DOCUMENT
::::::::

(妻妾成群, 1990)
Traduction : Annie Au Yeung et Françoise Lemoine. Langue d’origine : Chinois
⭐⭐⭐
Ce que raconte ce roman :
Années 20, nord de la Chine. Suite à la ruine de sa famille, Songlian doit arrêter ses études à dix-neuf ans. Face au dilemme entre trouver un travail pénible ou chercher un mari, Songlian, habituée à une vie bourgeoise, choisit la deuxième option. C’est ainsi qu’elle devient la quatrième épouse de Chen Zuoqian, un riche entrepreneur. Comme à nouvelle concubine du maître de la maison, une vie confortable dans le désœuvrement s’ouvre devant elle. Sauf que le calme dans la maison existe seulement en apparence, car l’arrivée de la nouvelle concubine a créé l’émoi chez les autres trois épouses. Un complexe jeu de jalousie, séduction et corruption démarre. Prise au piège dans ce sordide univers d’intrigues féminines, Songlian peinera pour garder son équilibre.
Huis-clos avec quatre femmes enfermées dans une cage dorée :
Avec un seul décor et un nombre relativement restreint de personnages, Su Tong arrive à communiquer la violence latente dans ces rapports entre femmes et concubines, affrontées à cause du patriarcat dans la Chine féodale des années 20. Cloitrées dans les épais murs de la maison elles ne trouvent aucune issue, et vivent totalement soumises à la volonté masculine. La cage est dorée mais c’est une prison quand même. La séduction du maître est la seule source d’un maigre pouvoir pour ces femmes, du coup elles n’hésiteront pas à attirer les faveurs de l’homme de la maison par tous les moyens possibles. Le roman se teint progressivement de méfiance, puis la méfiance devient jalousie et la jalousie devient haine.

::::::::

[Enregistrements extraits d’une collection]
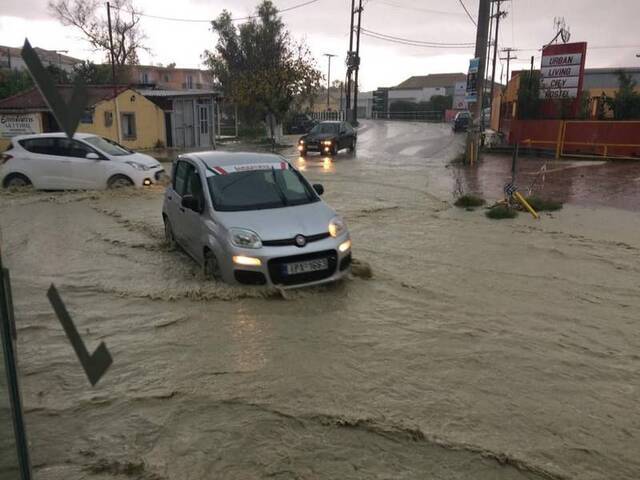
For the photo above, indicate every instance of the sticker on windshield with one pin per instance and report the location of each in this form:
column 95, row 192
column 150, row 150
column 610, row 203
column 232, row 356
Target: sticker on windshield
column 247, row 167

::::::::

TÂCHE DEMANDÉE
Recopiez intégralement le texte sur le roman de Su Tong, sans y changer un seul mot.

RÉPONSE ATTENDUE
(妻妾成群, 1990)
Traduction : Annie Au Yeung et Françoise Lemoine. Langue d’origine : Chinois
⭐⭐⭐
Ce que raconte ce roman :
Années 20, nord de la Chine. Suite à la ruine de sa famille, Songlian doit arrêter ses études à dix-neuf ans. Face au dilemme entre trouver un travail pénible ou chercher un mari, Songlian, habituée à une vie bourgeoise, choisit la deuxième option. C’est ainsi qu’elle devient la quatrième épouse de Chen Zuoqian, un riche entrepreneur. Comme à nouvelle concubine du maître de la maison, une vie confortable dans le désœuvrement s’ouvre devant elle. Sauf que le calme dans la maison existe seulement en apparence, car l’arrivée de la nouvelle concubine a créé l’émoi chez les autres trois épouses. Un complexe jeu de jalousie, séduction et corruption démarre. Prise au piège dans ce sordide univers d’intrigues féminines, Songlian peinera pour garder son équilibre.
Huis-clos avec quatre femmes enfermées dans une cage dorée :
Avec un seul décor et un nombre relativement restreint de personnages, Su Tong arrive à communiquer la violence latente dans ces rapports entre femmes et concubines, affrontées à cause du patriarcat dans la Chine féodale des années 20. Cloitrées dans les épais murs de la maison elles ne trouvent aucune issue, et vivent totalement soumises à la volonté masculine. La cage est dorée mais c’est une prison quand même. La séduction du maître est la seule source d’un maigre pouvoir pour ces femmes, du coup elles n’hésiteront pas à attirer les faveurs de l’homme de la maison par tous les moyens possibles. Le roman se teint progressivement de méfiance, puis la méfiance devient jalousie et la jalousie devient haine.